··· AVAILABLE RECORDS
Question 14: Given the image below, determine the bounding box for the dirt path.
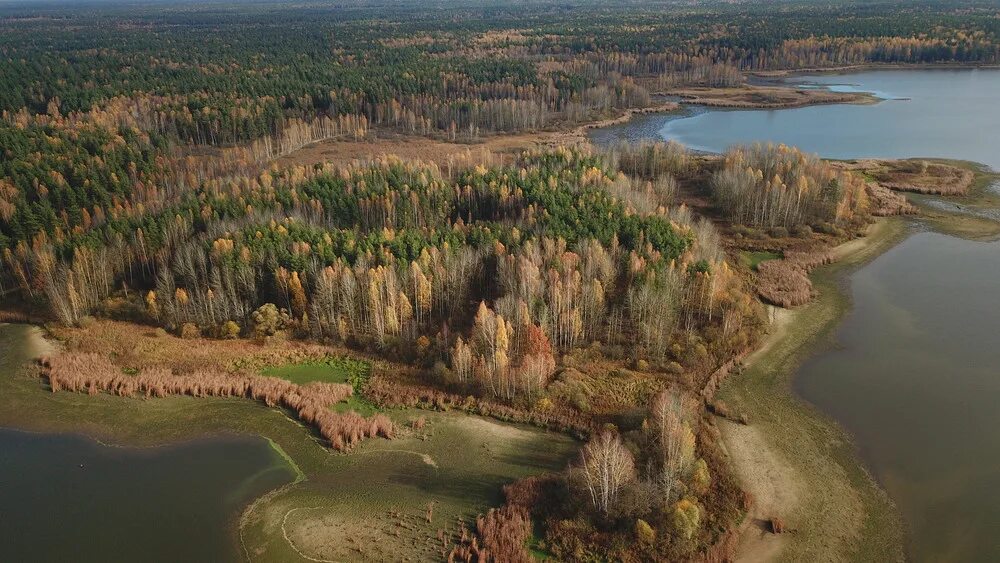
[717,220,898,562]
[717,306,801,563]
[719,420,801,563]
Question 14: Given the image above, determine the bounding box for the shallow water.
[592,69,1000,561]
[795,232,1000,561]
[0,325,292,562]
[591,69,1000,169]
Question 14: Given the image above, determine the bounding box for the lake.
[0,325,293,562]
[593,70,1000,561]
[795,232,1000,561]
[591,69,1000,170]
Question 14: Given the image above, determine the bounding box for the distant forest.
[0,1,1000,561]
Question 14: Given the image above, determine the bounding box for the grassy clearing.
[719,219,907,561]
[245,410,575,561]
[0,326,577,561]
[261,357,371,387]
[261,357,380,416]
[740,250,783,271]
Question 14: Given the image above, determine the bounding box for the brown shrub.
[757,250,833,308]
[42,352,394,451]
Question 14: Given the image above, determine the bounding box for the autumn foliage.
[42,352,394,451]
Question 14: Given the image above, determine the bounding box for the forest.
[0,1,988,561]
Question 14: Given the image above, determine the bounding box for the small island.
[0,1,1000,562]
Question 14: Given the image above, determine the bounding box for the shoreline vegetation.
[0,5,1000,563]
[3,86,996,560]
[662,84,880,109]
[719,218,907,561]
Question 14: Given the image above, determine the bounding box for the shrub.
[179,323,201,338]
[219,321,240,340]
[635,518,656,545]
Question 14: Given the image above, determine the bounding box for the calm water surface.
[592,70,1000,562]
[0,325,292,562]
[796,232,1000,561]
[591,69,1000,169]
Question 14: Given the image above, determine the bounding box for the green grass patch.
[261,356,380,416]
[740,250,784,271]
[261,356,372,391]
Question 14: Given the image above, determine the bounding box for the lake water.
[591,69,1000,170]
[592,70,1000,562]
[795,232,1000,561]
[0,325,292,562]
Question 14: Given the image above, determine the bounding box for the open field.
[0,324,576,561]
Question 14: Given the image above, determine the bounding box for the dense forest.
[0,1,988,561]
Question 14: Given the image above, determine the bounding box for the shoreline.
[747,63,1000,78]
[719,218,910,561]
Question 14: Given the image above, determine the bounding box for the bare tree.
[580,431,635,514]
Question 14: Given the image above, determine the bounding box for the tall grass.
[42,352,395,451]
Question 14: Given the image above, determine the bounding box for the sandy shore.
[25,326,59,360]
[718,219,901,562]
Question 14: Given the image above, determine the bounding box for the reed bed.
[41,352,395,451]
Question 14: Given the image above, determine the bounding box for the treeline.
[524,389,744,561]
[0,2,1000,152]
[710,144,869,234]
[5,145,753,412]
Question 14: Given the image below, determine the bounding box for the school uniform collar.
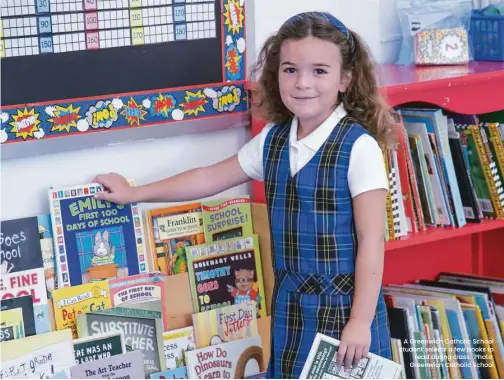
[289,103,347,152]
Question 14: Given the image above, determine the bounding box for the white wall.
[0,0,397,219]
[0,127,250,220]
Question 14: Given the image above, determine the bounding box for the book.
[70,351,145,379]
[192,302,259,348]
[0,296,37,340]
[0,216,51,334]
[0,308,25,342]
[186,336,265,379]
[53,281,112,339]
[73,331,126,364]
[0,329,75,379]
[147,202,205,275]
[186,235,266,318]
[77,304,166,375]
[299,333,401,379]
[108,272,168,331]
[201,195,254,243]
[49,184,149,288]
[163,326,196,369]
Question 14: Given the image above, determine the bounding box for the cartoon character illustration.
[227,269,259,305]
[91,231,115,266]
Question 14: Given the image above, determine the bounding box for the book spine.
[471,125,504,219]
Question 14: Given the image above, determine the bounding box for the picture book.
[109,272,168,331]
[163,326,196,369]
[192,302,259,348]
[187,235,266,318]
[186,336,265,379]
[53,281,112,339]
[49,184,149,288]
[37,214,57,296]
[0,308,25,342]
[0,329,75,379]
[151,367,187,379]
[299,333,401,379]
[77,304,166,375]
[73,331,126,364]
[70,351,145,379]
[0,216,51,334]
[0,296,37,340]
[201,195,254,243]
[147,202,205,275]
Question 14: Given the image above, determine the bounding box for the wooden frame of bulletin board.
[0,0,249,159]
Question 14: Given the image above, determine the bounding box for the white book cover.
[299,333,401,379]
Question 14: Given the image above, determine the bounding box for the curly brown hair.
[251,12,397,145]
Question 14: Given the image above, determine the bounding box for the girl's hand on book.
[93,173,135,204]
[336,319,371,371]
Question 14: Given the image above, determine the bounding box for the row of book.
[382,107,504,240]
[384,273,504,379]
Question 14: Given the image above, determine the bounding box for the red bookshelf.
[248,62,504,284]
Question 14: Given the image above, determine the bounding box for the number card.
[84,0,98,11]
[85,12,98,30]
[86,32,100,50]
[131,27,145,45]
[130,9,143,27]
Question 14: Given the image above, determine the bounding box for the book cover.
[0,307,25,342]
[147,202,205,275]
[73,331,126,364]
[163,326,196,369]
[37,214,57,297]
[187,235,266,318]
[0,296,37,337]
[109,272,168,331]
[0,216,51,334]
[70,351,145,379]
[201,196,254,243]
[53,281,112,339]
[186,336,265,379]
[49,184,149,288]
[0,329,75,379]
[151,367,187,379]
[299,333,401,379]
[77,304,166,375]
[192,302,259,348]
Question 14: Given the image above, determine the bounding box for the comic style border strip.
[49,184,149,287]
[0,83,248,144]
[0,0,248,144]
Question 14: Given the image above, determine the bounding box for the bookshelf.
[247,62,504,285]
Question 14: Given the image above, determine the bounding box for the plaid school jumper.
[263,117,391,379]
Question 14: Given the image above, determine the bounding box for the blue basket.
[470,15,504,61]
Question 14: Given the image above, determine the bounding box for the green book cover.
[201,195,254,243]
[186,235,266,318]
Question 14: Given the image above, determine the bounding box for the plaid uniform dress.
[263,117,391,378]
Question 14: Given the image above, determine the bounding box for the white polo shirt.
[238,104,389,197]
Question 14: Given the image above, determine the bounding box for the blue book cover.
[0,216,51,334]
[49,184,149,288]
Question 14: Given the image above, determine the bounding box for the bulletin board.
[0,0,247,144]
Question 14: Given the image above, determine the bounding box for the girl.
[95,12,394,378]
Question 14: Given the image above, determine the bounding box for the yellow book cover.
[53,280,112,339]
[0,329,75,379]
[0,307,25,342]
[192,302,259,348]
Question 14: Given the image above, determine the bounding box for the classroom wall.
[0,0,397,219]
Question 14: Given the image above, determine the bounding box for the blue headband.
[286,12,355,60]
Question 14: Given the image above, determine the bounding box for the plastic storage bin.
[470,15,504,61]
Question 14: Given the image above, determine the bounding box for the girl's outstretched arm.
[337,189,387,368]
[93,155,251,204]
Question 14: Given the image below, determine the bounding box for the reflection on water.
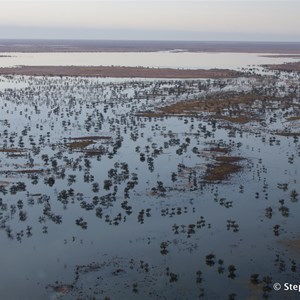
[0,68,300,299]
[0,52,295,69]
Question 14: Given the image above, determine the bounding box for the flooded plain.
[0,51,295,70]
[0,56,300,300]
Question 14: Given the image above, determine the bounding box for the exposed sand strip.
[0,66,242,78]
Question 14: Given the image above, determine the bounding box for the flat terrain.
[0,40,300,54]
[0,66,241,78]
[265,61,300,72]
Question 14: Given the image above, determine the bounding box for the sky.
[0,0,300,42]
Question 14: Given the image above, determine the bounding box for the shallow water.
[0,51,295,70]
[0,71,300,299]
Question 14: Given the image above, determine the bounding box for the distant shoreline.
[0,39,300,54]
[0,66,242,79]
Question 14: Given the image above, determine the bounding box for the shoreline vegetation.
[0,39,300,54]
[0,66,243,79]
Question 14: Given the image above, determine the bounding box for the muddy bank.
[0,39,300,54]
[0,66,242,78]
[263,60,300,72]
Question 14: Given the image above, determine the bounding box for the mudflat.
[0,39,300,54]
[0,66,241,78]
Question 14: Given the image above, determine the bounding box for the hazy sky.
[0,0,300,42]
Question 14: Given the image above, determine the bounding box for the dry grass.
[204,161,242,182]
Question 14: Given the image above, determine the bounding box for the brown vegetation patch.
[275,131,300,136]
[0,169,49,174]
[280,239,300,253]
[138,92,276,124]
[70,136,111,141]
[0,148,25,154]
[83,149,106,157]
[215,156,244,163]
[263,61,300,72]
[204,158,242,182]
[287,116,300,121]
[206,147,230,153]
[0,66,242,78]
[213,115,253,124]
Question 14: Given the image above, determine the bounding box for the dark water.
[0,73,300,299]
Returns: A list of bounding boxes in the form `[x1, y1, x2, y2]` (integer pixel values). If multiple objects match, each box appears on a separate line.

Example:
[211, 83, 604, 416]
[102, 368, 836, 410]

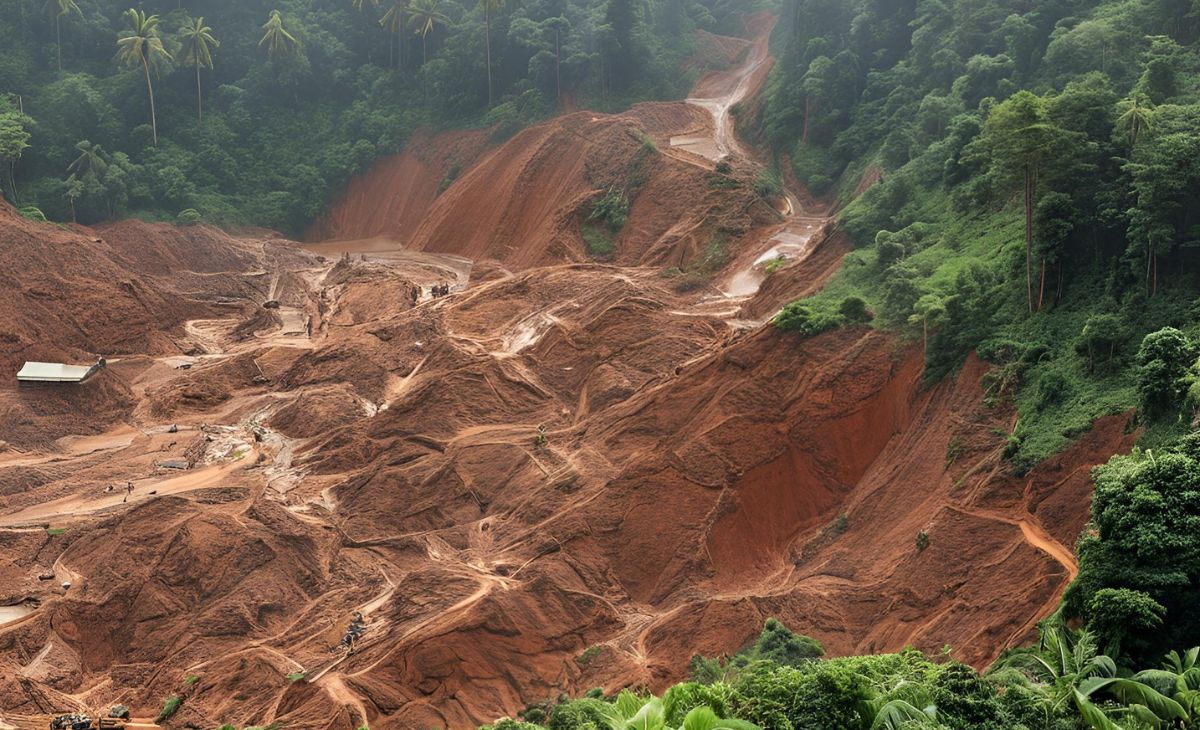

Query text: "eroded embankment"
[0, 14, 1133, 730]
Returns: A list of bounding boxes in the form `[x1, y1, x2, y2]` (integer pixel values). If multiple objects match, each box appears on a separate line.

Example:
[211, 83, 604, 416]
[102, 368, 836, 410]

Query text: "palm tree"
[1117, 96, 1154, 149]
[860, 680, 938, 730]
[379, 0, 408, 68]
[994, 626, 1188, 730]
[179, 17, 221, 121]
[479, 0, 504, 109]
[67, 139, 108, 180]
[46, 0, 83, 71]
[1133, 647, 1200, 714]
[116, 7, 172, 146]
[602, 689, 761, 730]
[408, 0, 450, 66]
[62, 173, 83, 223]
[350, 0, 379, 64]
[258, 10, 300, 61]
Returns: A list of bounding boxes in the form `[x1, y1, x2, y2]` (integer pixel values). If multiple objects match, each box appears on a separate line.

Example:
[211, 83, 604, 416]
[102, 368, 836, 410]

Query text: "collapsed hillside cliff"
[0, 15, 1134, 729]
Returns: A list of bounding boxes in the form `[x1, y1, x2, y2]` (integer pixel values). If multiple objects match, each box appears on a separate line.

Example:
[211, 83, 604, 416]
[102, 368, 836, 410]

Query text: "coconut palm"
[67, 139, 108, 180]
[116, 7, 172, 146]
[1117, 95, 1154, 149]
[860, 681, 937, 730]
[179, 18, 221, 121]
[992, 626, 1188, 730]
[408, 0, 450, 66]
[479, 0, 504, 108]
[258, 10, 300, 61]
[350, 0, 379, 62]
[46, 0, 83, 71]
[62, 174, 83, 223]
[602, 689, 761, 730]
[1133, 647, 1200, 714]
[379, 0, 408, 68]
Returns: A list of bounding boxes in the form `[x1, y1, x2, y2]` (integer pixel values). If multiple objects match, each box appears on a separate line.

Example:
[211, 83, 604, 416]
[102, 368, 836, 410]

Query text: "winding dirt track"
[0, 17, 1132, 730]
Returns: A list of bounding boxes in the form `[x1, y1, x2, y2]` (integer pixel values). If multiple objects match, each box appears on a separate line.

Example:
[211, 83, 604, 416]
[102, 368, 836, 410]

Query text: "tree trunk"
[800, 96, 812, 144]
[1146, 238, 1154, 294]
[484, 5, 492, 109]
[1038, 256, 1046, 312]
[1025, 163, 1033, 313]
[142, 56, 158, 146]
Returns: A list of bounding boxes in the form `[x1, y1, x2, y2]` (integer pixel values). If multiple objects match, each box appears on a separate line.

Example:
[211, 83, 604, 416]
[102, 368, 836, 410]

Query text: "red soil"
[0, 15, 1134, 730]
[305, 132, 486, 241]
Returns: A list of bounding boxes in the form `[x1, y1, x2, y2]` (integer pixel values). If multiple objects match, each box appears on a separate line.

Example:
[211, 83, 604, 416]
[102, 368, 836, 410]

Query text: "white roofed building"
[17, 358, 106, 384]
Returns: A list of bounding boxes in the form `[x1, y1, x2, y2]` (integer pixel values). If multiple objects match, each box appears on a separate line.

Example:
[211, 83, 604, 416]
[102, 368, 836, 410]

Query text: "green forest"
[491, 0, 1200, 730]
[0, 0, 744, 234]
[7, 0, 1200, 730]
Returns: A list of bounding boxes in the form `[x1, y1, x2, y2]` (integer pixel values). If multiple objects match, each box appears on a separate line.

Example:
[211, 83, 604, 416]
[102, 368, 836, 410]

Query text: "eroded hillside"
[0, 18, 1133, 729]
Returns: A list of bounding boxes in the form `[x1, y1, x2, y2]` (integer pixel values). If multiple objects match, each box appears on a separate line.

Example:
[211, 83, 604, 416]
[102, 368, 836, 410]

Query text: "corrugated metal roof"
[17, 363, 94, 383]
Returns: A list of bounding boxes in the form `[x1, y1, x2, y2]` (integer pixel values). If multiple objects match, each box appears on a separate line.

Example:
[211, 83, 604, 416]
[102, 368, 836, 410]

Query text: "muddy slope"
[0, 17, 1134, 730]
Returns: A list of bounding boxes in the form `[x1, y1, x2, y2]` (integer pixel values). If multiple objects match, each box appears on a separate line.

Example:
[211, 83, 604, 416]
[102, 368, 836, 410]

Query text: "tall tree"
[479, 0, 504, 109]
[350, 0, 379, 62]
[542, 16, 571, 100]
[379, 0, 408, 68]
[46, 0, 83, 71]
[972, 91, 1068, 312]
[179, 17, 221, 121]
[0, 109, 30, 204]
[1117, 95, 1154, 149]
[408, 0, 450, 66]
[67, 139, 108, 180]
[258, 10, 300, 61]
[116, 7, 172, 146]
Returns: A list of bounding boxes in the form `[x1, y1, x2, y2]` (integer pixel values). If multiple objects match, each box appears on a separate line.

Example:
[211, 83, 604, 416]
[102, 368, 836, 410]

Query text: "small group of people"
[338, 611, 367, 654]
[104, 481, 133, 504]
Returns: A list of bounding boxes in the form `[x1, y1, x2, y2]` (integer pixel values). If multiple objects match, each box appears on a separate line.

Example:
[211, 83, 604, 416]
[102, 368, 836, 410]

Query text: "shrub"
[547, 698, 608, 730]
[754, 168, 784, 198]
[772, 301, 841, 337]
[1075, 315, 1126, 372]
[580, 223, 617, 261]
[17, 205, 48, 223]
[587, 187, 629, 233]
[838, 297, 871, 323]
[175, 208, 200, 226]
[1136, 327, 1195, 418]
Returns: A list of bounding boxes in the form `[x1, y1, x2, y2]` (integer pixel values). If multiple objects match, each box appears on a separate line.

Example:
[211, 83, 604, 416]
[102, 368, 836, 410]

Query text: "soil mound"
[305, 131, 487, 241]
[0, 15, 1135, 730]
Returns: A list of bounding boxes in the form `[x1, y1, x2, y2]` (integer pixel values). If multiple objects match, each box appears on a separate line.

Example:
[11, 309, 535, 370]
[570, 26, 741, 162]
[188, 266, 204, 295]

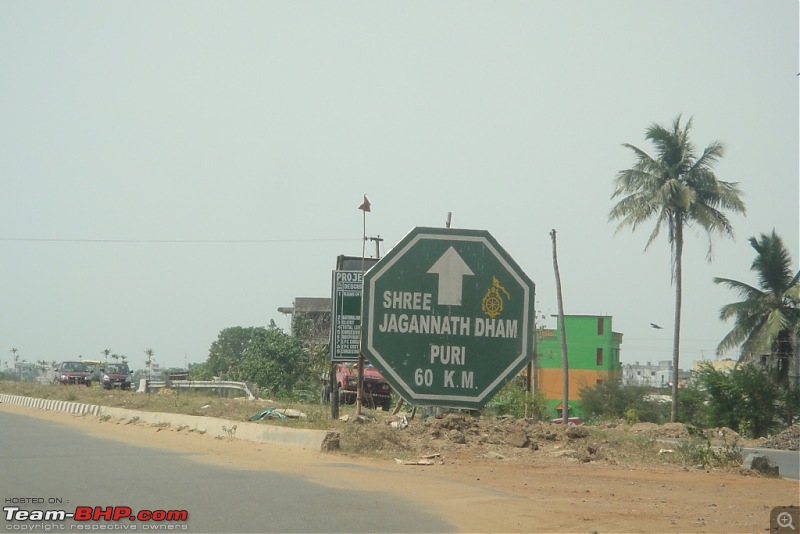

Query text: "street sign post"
[361, 227, 534, 409]
[331, 271, 364, 362]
······
WRITTEN INSTRUCTION - Convert the data from the line containing "the bare tree." through the line containing "[718,219,901,562]" into a JSON list of strings, with one string for each line and blank lines left out.

ANSWER TO THE EXERCISE -
[
  "Question 14: Given the image above, determine the bounding box for the bare tree.",
  "[580,431,635,514]",
  "Question 14: Given the image above, determine the bounding box for the tall grass.",
  "[42,352,395,451]",
  "Question 14: Given the image above, determine the bounding box for the sandy shore.",
  "[25,326,59,360]",
  "[718,219,901,562]"
]